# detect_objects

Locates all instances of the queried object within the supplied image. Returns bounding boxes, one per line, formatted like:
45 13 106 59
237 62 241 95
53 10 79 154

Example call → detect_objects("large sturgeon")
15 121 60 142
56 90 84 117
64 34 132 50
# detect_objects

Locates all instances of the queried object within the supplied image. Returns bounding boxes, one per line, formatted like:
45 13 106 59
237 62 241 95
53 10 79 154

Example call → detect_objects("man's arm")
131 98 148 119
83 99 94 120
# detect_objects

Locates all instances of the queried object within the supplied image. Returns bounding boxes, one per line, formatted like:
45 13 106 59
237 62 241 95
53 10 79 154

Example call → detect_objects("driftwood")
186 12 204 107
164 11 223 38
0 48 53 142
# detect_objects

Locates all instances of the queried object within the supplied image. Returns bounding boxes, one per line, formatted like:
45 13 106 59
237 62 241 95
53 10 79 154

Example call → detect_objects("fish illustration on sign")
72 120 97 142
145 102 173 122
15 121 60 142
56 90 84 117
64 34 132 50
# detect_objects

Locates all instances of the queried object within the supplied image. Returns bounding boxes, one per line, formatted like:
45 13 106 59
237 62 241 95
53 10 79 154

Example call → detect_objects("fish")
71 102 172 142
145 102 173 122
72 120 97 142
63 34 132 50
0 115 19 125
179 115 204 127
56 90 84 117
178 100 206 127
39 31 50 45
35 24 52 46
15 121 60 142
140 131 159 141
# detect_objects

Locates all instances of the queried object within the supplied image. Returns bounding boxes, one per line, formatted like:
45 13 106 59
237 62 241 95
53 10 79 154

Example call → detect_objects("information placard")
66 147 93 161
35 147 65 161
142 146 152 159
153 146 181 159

### REQUIRED ACTION:
After reading the lines above, reproduce them all exactly.

### RESULT FOR THIS TASK:
# detect_objects

Locates all instances of the queried object within the supplied image. Returns bounding boxes, one per line, formatted like:
45 13 106 59
237 62 241 95
53 10 79 154

Example call → detect_objects("large sturgeon")
15 121 60 142
56 90 84 117
64 34 132 50
# detect_objects

Locates all instances of the queried object within the supplied image. Returns bounding boxes, one per line, formatted like:
45 13 106 59
237 62 241 95
53 10 79 154

Example call → detect_objects("man's arm")
131 98 148 119
83 99 94 120
# detect_objects

Locates all instances of the queried object within the supplied image. Returns bounding boxes, one per line, formatted like:
45 13 106 59
237 62 241 95
53 10 79 154

Example call → detect_objects("driftwood")
186 12 204 107
164 11 223 38
0 48 53 142
# detect_objects

Locates all instances of the queried object within the supplied image. Returns bounding boxes, one per line, formatted like:
45 13 106 59
237 62 241 95
53 10 79 154

Example call → detect_objects("fish illustration on sign")
72 120 97 142
145 102 173 122
15 121 60 142
56 90 84 117
64 34 132 50
# detect_objects

Locates all instances of the queried object within the supplied image. Returns bounding boxes, one per line, formatted like:
45 13 106 59
237 62 241 95
53 10 79 154

Example call → detect_objects("fish")
71 102 172 142
145 102 173 122
72 120 97 142
63 34 132 50
0 115 19 125
179 115 204 127
56 90 84 117
178 100 206 127
39 31 50 45
35 24 52 46
15 121 60 142
140 131 159 141
# detect_objects

Locates all instances of the queried object within the supplied image. Returns bounding boxes, one per line, formatted like:
45 13 106 59
237 62 241 95
53 10 79 154

Example call → detect_objects("information placard")
66 147 93 161
35 147 65 161
142 146 152 159
153 146 181 159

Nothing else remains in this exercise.